**TASK DIRECTIONS:** Where a picture appears, leave it out; copy everything else in the records exactly.

BEGIN THE DATA

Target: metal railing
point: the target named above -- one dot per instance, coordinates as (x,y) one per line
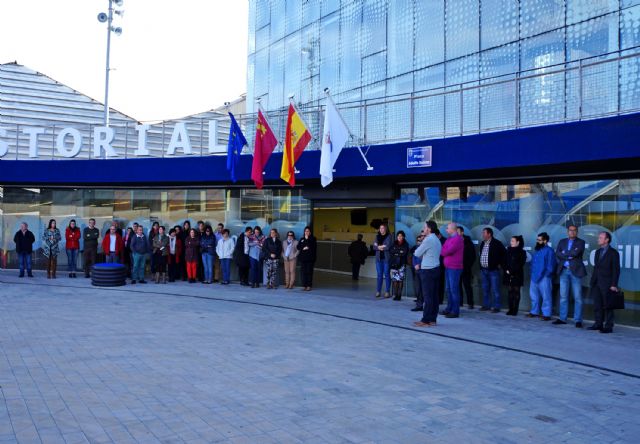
(590,88)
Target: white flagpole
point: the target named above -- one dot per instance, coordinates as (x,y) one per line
(326,91)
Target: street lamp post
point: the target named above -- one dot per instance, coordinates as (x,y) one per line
(108,18)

END THE DATA

**EXERCISE RESULT:**
Target: metal railing
point: the target named above -- one dot per instance, coordinates as (x,y) one per line
(590,88)
Target: white flagpole
point: the target named above -- one dot per instance, coordinates as (x,y) one per line
(326,91)
Target: street lamp post
point: the target named above -- one dot per instance, coordinates as (x,y) one per line
(108,18)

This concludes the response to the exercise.